Stored items from a collection:
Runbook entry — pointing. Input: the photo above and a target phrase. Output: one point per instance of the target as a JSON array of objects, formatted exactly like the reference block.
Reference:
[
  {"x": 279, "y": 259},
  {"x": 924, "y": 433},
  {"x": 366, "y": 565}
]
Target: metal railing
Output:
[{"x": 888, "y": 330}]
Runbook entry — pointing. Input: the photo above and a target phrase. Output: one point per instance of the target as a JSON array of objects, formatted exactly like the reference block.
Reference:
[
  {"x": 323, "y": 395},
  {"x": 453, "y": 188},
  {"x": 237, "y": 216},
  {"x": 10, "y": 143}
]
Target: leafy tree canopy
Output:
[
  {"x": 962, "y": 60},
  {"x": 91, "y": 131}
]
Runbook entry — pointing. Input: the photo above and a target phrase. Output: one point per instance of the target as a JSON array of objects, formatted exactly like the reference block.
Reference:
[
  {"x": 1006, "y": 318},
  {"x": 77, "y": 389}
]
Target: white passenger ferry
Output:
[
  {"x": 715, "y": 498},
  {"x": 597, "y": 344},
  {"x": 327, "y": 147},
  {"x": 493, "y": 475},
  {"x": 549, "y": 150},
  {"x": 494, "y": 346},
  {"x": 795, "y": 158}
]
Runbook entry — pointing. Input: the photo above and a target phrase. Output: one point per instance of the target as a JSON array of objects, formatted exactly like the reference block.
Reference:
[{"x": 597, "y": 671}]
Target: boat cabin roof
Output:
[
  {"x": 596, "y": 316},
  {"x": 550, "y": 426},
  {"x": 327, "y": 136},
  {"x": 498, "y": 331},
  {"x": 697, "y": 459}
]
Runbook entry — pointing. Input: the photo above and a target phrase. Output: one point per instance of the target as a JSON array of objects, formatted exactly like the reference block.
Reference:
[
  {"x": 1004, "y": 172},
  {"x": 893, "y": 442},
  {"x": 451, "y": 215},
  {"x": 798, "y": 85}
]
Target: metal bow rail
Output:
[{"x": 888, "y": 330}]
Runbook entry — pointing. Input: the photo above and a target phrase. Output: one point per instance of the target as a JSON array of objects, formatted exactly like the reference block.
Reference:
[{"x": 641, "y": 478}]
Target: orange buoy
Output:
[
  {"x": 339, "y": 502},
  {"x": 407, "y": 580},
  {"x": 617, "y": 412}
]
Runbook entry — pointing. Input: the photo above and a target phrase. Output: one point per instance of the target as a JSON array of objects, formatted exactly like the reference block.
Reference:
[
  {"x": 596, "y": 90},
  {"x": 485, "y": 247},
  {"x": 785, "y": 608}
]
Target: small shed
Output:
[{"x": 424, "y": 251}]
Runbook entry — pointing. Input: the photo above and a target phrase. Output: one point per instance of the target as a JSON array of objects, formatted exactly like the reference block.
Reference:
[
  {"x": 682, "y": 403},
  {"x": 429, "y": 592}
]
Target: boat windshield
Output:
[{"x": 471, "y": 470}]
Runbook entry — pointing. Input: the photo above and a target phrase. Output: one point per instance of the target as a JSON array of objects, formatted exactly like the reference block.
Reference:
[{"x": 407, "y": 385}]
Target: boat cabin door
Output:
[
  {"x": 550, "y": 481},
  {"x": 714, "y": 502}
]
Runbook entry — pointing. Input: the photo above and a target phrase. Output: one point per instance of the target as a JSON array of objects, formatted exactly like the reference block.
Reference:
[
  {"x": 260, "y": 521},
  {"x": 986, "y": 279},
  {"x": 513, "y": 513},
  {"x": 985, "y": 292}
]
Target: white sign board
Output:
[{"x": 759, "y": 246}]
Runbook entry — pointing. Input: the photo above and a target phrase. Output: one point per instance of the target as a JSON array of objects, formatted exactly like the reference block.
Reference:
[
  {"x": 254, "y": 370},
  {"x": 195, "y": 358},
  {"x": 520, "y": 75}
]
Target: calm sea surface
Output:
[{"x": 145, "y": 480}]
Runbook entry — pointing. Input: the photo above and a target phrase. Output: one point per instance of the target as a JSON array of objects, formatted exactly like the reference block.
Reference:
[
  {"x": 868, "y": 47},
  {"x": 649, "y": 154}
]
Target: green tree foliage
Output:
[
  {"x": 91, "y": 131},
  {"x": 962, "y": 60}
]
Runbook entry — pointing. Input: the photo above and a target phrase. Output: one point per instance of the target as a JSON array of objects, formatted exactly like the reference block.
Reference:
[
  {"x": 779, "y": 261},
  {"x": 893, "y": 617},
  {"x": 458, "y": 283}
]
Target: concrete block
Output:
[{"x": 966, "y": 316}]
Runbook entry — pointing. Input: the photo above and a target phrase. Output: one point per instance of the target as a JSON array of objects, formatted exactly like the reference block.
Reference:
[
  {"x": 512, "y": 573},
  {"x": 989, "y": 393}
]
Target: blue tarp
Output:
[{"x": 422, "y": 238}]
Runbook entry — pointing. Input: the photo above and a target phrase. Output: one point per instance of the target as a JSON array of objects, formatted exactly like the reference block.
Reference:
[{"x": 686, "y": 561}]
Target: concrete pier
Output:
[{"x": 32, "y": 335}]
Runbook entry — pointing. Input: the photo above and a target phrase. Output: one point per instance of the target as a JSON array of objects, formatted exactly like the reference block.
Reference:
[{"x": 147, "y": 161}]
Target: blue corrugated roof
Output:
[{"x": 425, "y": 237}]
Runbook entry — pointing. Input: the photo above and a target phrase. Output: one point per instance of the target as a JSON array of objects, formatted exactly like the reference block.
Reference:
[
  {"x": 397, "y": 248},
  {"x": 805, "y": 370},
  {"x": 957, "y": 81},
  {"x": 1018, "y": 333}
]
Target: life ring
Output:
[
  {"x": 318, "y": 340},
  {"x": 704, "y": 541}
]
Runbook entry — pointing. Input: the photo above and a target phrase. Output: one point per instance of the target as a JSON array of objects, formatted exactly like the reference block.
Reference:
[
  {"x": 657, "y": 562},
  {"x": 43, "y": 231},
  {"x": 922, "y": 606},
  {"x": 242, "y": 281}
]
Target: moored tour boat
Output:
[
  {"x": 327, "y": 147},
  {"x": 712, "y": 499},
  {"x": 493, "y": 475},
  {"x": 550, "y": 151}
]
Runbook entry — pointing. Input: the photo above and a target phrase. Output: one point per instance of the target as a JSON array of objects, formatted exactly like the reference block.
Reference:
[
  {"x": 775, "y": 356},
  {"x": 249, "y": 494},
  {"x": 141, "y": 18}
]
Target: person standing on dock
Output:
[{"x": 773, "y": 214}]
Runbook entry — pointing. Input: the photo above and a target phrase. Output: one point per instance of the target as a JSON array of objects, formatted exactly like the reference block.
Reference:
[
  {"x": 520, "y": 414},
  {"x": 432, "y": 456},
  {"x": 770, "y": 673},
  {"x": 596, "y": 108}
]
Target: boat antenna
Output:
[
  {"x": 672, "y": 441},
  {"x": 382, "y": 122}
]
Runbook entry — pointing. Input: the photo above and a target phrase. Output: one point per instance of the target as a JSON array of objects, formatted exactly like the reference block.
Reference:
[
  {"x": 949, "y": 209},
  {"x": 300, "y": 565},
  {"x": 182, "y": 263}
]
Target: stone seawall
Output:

# To do:
Restate each of the entries above verbatim.

# Solved exercise:
Runbook entry — pointing. Input: the photo above and a target phrase. Output: one point per instance of the target as a JSON array of objects, formatted exactly like the reference block.
Reference:
[
  {"x": 279, "y": 259},
  {"x": 924, "y": 433},
  {"x": 366, "y": 565}
]
Target: metal railing
Output:
[{"x": 888, "y": 330}]
Runbook entry — pointing. Input: the photo above and a target phrase. Output: one point per instance of the target as a JSON array of objects, formatted exactly like the reference block.
Reference:
[
  {"x": 323, "y": 395},
  {"x": 453, "y": 188},
  {"x": 237, "y": 216},
  {"x": 10, "y": 143}
]
Target: leafy tree canopy
Output:
[
  {"x": 962, "y": 60},
  {"x": 91, "y": 131}
]
Runbook entry — pointing. Input: the photo above and a target phrase. Output: one point per instance of the target as a JSON array of objects, formatted exactly like the reference block.
Reference:
[
  {"x": 1006, "y": 318},
  {"x": 77, "y": 389}
]
Target: white passenger ferry
Output:
[
  {"x": 715, "y": 498},
  {"x": 597, "y": 344},
  {"x": 327, "y": 147},
  {"x": 493, "y": 475},
  {"x": 549, "y": 150},
  {"x": 494, "y": 346},
  {"x": 795, "y": 158}
]
Runbook entry — pointing. Input: the photo above and a target phrase. Output: one point per instance of the target as a JSON array of objects, formatted exactly like the reference block.
Reference:
[{"x": 597, "y": 671}]
Target: boat cabin roof
Output:
[
  {"x": 596, "y": 316},
  {"x": 550, "y": 426},
  {"x": 327, "y": 136},
  {"x": 498, "y": 331},
  {"x": 697, "y": 459}
]
Runbook entry — pointing. Input: the photo above and a target phrase. Output: one point per instance of the target as a JSON array of objects, formatted exactly like the reference block.
Reference:
[
  {"x": 1004, "y": 172},
  {"x": 893, "y": 442},
  {"x": 451, "y": 215},
  {"x": 798, "y": 85}
]
Target: metal bow rail
Output:
[{"x": 888, "y": 330}]
Runbook entry — pointing. Input: the photo above and a target phrase. Output: one point per instance of the target as a JSON array of objects, formatted exactly like the reference block.
Reference:
[{"x": 641, "y": 478}]
Target: orange buoy
Output:
[
  {"x": 339, "y": 502},
  {"x": 407, "y": 580},
  {"x": 617, "y": 412}
]
Runbook entry — pointing. Input: the photo above and a target phrase. Output: one point per instance of the target as a JSON array of objects, formatted exactly like the reference block.
Reference:
[
  {"x": 596, "y": 90},
  {"x": 485, "y": 247},
  {"x": 785, "y": 608}
]
Target: small shed
Output:
[{"x": 424, "y": 251}]
Runbook entry — pointing. Input: the photo above and a target phrase. Output: one point per instance of the target as a JSON array of objects, formatted exactly like the reference block.
Reference:
[
  {"x": 682, "y": 403},
  {"x": 429, "y": 592}
]
Target: boat windshield
Output:
[{"x": 471, "y": 470}]
Runbook entry — pointing. Input: the photo above and a target phrase. Output: one point per instance of the target as a JSON array of objects, formatted exactly like the reference block.
Reference:
[{"x": 407, "y": 385}]
Target: boat cabin door
Output:
[
  {"x": 550, "y": 481},
  {"x": 714, "y": 502}
]
Runbook entry — pointing. Input: the photo above and a target phrase. Output: one point per instance of the target as a JSON array of objects, formatted exactly like the reference block.
Reference:
[
  {"x": 260, "y": 521},
  {"x": 986, "y": 279},
  {"x": 513, "y": 513},
  {"x": 985, "y": 292}
]
Target: white sign board
Output:
[{"x": 759, "y": 246}]
Runbook entry — pointing. Input: the photo above and a target phrase. Output: one point per instance of the target as a JSON array of objects, formatted exactly like the reference block.
Reference:
[
  {"x": 254, "y": 370},
  {"x": 195, "y": 358},
  {"x": 520, "y": 75}
]
Target: calm sea surface
Output:
[{"x": 145, "y": 480}]
Runbook entry — pointing. Input: the photo above and a target phrase. Output: one point per instance of the target as a JSON array of objects, formatted exactly like the reference block.
Reference:
[
  {"x": 868, "y": 47},
  {"x": 649, "y": 154}
]
Target: green tree foliage
Output:
[
  {"x": 91, "y": 131},
  {"x": 962, "y": 60}
]
Runbook entry — pointing. Input: the photo above and a target phrase. Output: one point per instance of the target as a JSON array of objects, formatted exactly like the reference block.
Reference:
[
  {"x": 779, "y": 261},
  {"x": 893, "y": 617},
  {"x": 458, "y": 283}
]
Target: concrete block
Output:
[{"x": 966, "y": 316}]
Runbook entry — pointing. Input: the photo above and a target phrase. Output: one point per instance of the target as a JSON array of objects, formatted exactly like the reference block.
Reference:
[
  {"x": 512, "y": 573},
  {"x": 989, "y": 393}
]
Target: blue tarp
Output:
[{"x": 422, "y": 238}]
Runbook entry — pointing. Input: the photo above and a target phrase. Output: one point per instance of the target as a JSON array of objects, formatted exactly like the reference block.
Reference:
[{"x": 686, "y": 561}]
Target: concrete pier
Output:
[{"x": 32, "y": 335}]
Runbook entry — pointing. Input: the photo above and a target phrase. Output: one point per instance of the target as a JSON array of objects, formatted exactly like the reference block.
Reference:
[{"x": 147, "y": 161}]
Target: blue corrugated roof
Output:
[{"x": 425, "y": 237}]
Runbook entry — pointing. Input: the photo above and a target phrase. Output: one point per instance of the target as a JSON array of objects, formatted exactly like the reference block.
Reference:
[
  {"x": 397, "y": 248},
  {"x": 805, "y": 370},
  {"x": 957, "y": 81},
  {"x": 1018, "y": 333}
]
Target: life ring
Output:
[
  {"x": 318, "y": 340},
  {"x": 704, "y": 541}
]
Runbook entry — pointing. Input: the photo above and a target phrase. Output: one point per instance of the target as a JSON array of objects, formatted exactly like the reference block.
Reference:
[
  {"x": 657, "y": 562},
  {"x": 43, "y": 231},
  {"x": 922, "y": 606},
  {"x": 242, "y": 281}
]
Target: moored tour boat
Output:
[
  {"x": 327, "y": 147},
  {"x": 712, "y": 499},
  {"x": 493, "y": 475},
  {"x": 550, "y": 151}
]
Runbook entry — pointing. Input: the photo above and a target phrase. Output: one point per instance of the target as a JSON array of objects, formatted exactly like the reference block.
Reference:
[
  {"x": 775, "y": 356},
  {"x": 249, "y": 494},
  {"x": 141, "y": 18}
]
Target: person standing on dock
Output:
[{"x": 773, "y": 214}]
Runbook entry — pointing. Input: the photo above and a target phrase. Output: one point per instance of the target as a JSON array of objects, formatted exactly like the reference block.
Reference:
[
  {"x": 520, "y": 414},
  {"x": 432, "y": 456},
  {"x": 770, "y": 673},
  {"x": 596, "y": 108}
]
Target: boat antenna
Output:
[
  {"x": 672, "y": 441},
  {"x": 382, "y": 122}
]
Runbook entry — pointing. Input: the photo above and a target phrase. Output: one point per instance of the target as a JSON array of objects, formatted exactly like the reference block.
Reference:
[
  {"x": 949, "y": 209},
  {"x": 300, "y": 565},
  {"x": 182, "y": 263}
]
Target: stone seawall
Output:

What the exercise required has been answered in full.